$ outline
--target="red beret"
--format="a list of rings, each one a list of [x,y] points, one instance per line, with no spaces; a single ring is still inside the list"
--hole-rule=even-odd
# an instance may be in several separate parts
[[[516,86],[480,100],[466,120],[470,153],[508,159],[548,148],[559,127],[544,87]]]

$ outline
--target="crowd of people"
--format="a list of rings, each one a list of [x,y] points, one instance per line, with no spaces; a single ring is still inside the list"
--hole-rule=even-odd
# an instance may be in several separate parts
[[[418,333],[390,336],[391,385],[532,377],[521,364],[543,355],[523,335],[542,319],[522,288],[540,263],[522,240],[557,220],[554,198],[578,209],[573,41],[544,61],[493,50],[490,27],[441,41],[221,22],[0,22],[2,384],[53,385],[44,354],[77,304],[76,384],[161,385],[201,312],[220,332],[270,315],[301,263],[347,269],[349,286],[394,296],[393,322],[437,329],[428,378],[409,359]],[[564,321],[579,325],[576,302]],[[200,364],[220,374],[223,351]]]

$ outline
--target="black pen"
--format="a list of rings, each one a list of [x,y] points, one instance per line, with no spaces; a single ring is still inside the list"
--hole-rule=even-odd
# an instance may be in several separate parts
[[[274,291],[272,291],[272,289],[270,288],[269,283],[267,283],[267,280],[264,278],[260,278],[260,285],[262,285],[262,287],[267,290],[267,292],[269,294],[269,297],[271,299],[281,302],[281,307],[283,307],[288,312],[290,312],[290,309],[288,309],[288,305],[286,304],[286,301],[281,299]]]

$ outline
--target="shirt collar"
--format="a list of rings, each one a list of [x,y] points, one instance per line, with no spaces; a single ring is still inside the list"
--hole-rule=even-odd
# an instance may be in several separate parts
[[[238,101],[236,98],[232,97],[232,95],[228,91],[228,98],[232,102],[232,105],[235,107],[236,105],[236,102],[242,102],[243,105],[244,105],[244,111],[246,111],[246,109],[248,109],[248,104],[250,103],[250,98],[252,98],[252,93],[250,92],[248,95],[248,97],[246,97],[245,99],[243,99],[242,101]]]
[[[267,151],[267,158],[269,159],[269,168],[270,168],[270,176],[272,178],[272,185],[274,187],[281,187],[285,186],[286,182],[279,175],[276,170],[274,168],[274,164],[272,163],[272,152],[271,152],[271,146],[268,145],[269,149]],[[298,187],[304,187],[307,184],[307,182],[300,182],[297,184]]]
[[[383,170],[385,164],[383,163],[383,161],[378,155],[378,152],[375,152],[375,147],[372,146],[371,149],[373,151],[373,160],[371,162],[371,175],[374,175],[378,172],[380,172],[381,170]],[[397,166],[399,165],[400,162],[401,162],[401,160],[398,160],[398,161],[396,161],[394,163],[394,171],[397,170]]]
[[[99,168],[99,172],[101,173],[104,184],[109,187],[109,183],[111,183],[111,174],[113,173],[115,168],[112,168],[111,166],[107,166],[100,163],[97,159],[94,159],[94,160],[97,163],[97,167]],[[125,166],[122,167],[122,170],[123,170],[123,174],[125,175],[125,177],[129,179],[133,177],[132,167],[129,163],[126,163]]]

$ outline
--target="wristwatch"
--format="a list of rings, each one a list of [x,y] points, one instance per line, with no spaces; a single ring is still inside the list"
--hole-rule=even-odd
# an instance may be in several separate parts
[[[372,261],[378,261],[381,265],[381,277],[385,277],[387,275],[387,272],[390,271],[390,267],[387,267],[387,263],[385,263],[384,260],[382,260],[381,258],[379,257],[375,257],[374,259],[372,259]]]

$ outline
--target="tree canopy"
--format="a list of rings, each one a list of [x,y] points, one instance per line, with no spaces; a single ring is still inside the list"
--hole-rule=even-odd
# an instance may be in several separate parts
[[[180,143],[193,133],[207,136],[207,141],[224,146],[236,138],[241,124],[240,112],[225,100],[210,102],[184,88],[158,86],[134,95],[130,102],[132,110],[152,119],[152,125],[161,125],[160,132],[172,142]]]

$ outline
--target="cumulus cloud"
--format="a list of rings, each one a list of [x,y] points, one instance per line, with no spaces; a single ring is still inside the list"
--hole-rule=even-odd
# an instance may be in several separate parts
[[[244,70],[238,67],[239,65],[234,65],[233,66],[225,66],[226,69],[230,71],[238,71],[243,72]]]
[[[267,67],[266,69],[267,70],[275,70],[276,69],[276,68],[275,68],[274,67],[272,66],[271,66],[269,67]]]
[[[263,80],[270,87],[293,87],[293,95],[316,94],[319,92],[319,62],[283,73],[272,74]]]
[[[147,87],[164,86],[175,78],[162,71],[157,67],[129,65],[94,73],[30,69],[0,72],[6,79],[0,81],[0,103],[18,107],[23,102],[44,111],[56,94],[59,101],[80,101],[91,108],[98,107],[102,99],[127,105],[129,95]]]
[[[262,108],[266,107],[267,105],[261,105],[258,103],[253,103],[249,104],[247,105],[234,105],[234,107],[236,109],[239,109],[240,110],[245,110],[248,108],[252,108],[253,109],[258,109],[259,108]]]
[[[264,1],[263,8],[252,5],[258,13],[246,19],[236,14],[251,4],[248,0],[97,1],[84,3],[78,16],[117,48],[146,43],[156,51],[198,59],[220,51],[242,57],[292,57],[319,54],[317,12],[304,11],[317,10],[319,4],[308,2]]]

● WHAT IS ASKED
Retype the material above, line by line, exactly.

● ANSWER
$ outline
--target="red beret"
--format="a list of rings, each one a list of [x,y] points, one instance per line, with no spaces; a single ring is still inside the list"
--hole-rule=even-odd
# an instance may be in several separate parts
[[[516,86],[480,100],[466,120],[470,153],[508,159],[548,148],[559,127],[544,87]]]

$ outline
--target="crowd of people"
--format="a list of rings, each one a list of [x,y] points, one instance per line, with no spaces; a single ring is still inside the list"
--hole-rule=even-odd
# an instance may be in several separate parts
[[[418,333],[390,336],[391,385],[532,377],[521,364],[543,355],[523,335],[542,319],[522,288],[540,263],[522,240],[557,220],[554,198],[578,209],[573,41],[544,61],[493,50],[490,27],[441,41],[221,22],[0,22],[2,384],[53,385],[44,354],[77,304],[76,384],[161,385],[201,312],[220,332],[270,315],[301,263],[347,269],[349,286],[394,296],[393,322],[437,329],[428,378],[409,359]],[[564,321],[579,325],[576,302]],[[200,364],[220,374],[223,351]]]

$ outline
--target="black pen"
--format="a list of rings, each one a list of [x,y] points, one instance per line, with no spaces; a single ring is still inside the list"
--hole-rule=even-odd
# an instance may be in several separate parts
[[[274,291],[272,291],[272,289],[270,288],[269,283],[267,283],[267,280],[264,278],[260,278],[260,285],[262,285],[262,287],[267,290],[267,292],[269,294],[269,297],[271,299],[281,302],[281,307],[283,307],[288,312],[290,312],[290,309],[288,309],[288,305],[286,304],[286,301],[281,299]]]

$ outline
--target="shirt collar"
--format="a list of rings, each one a list of [x,y] points, one instance per line, with no spaces; a single ring is still inside the list"
--hole-rule=even-odd
# an instance may be in several separate parts
[[[238,101],[236,98],[232,97],[232,95],[228,91],[228,98],[232,102],[232,105],[235,107],[236,105],[236,102],[242,102],[243,105],[244,105],[244,111],[246,111],[246,109],[248,109],[248,104],[250,103],[250,98],[252,98],[252,93],[250,92],[248,95],[248,97],[246,97],[245,99],[243,99],[242,101]]]
[[[267,151],[267,158],[269,159],[269,168],[270,168],[270,176],[272,178],[272,185],[274,187],[281,187],[285,186],[286,182],[279,175],[276,170],[274,168],[274,164],[272,163],[272,152],[271,152],[271,146],[268,145],[269,149]],[[298,187],[304,187],[307,184],[307,182],[300,182],[297,184]]]
[[[383,170],[385,164],[383,163],[383,161],[378,155],[378,152],[375,152],[375,147],[372,146],[371,149],[373,151],[373,160],[371,162],[371,175],[374,175],[378,172],[380,172],[381,170]],[[397,166],[399,165],[400,162],[401,162],[401,160],[398,160],[398,161],[396,161],[394,163],[394,171],[397,170]]]
[[[99,168],[99,172],[101,173],[104,184],[109,187],[109,183],[111,183],[111,174],[113,173],[115,168],[112,168],[111,166],[107,166],[100,163],[97,159],[94,159],[94,160],[97,163],[97,167]],[[125,166],[122,167],[122,170],[123,170],[123,174],[125,175],[125,177],[129,179],[133,177],[132,167],[129,163],[126,163]]]

$ outline
--target="wristwatch"
--format="a list of rings, each one a list of [x,y] points, one instance per line, with no spaces; a single ring is still inside the list"
--hole-rule=even-odd
# an instance may be in several separate parts
[[[372,261],[378,261],[381,265],[381,277],[385,277],[387,275],[387,272],[390,271],[390,267],[387,267],[387,263],[385,263],[384,260],[382,260],[381,258],[379,257],[375,257],[374,259],[372,259]]]

$ outline
--target="tree canopy"
--format="a list of rings, each one a list of [x,y] points, one instance per line, with no spaces; a single ring is still inside the list"
--hole-rule=even-odd
# an instance may be in several separate parts
[[[180,143],[193,133],[207,136],[207,141],[224,146],[236,138],[241,124],[240,112],[225,100],[210,102],[184,88],[158,86],[134,95],[130,102],[132,110],[152,119],[152,125],[161,125],[160,132],[172,142]]]

$ outline
--target="cumulus cloud"
--format="a list of rings, each one a list of [x,y] points, one instance per line, with no spaces; a single ring is still inside the list"
--hole-rule=even-odd
# an instance may be in several separate parts
[[[244,70],[238,67],[239,65],[234,65],[233,66],[225,66],[226,69],[230,71],[238,71],[243,72]]]
[[[267,67],[266,69],[267,70],[275,70],[276,69],[276,68],[275,68],[274,67],[272,66],[271,66],[269,67]]]
[[[263,80],[270,87],[293,87],[293,95],[316,94],[319,92],[319,62],[283,73],[272,74]]]
[[[147,87],[164,86],[175,78],[162,71],[157,67],[129,65],[94,73],[30,69],[0,72],[6,79],[0,81],[0,103],[18,107],[23,102],[44,111],[56,94],[59,101],[80,101],[91,108],[98,107],[102,99],[127,105],[129,95]]]
[[[262,108],[266,107],[267,105],[261,105],[258,103],[253,103],[249,104],[247,105],[234,105],[234,107],[236,109],[239,109],[240,110],[245,110],[248,108],[252,108],[253,109],[258,109],[259,108]]]
[[[264,1],[263,8],[252,5],[258,13],[246,19],[236,14],[251,4],[248,0],[97,1],[84,3],[78,16],[117,48],[146,43],[156,51],[198,59],[220,51],[242,57],[292,57],[319,54],[317,12],[304,11],[317,10],[319,4],[308,2]]]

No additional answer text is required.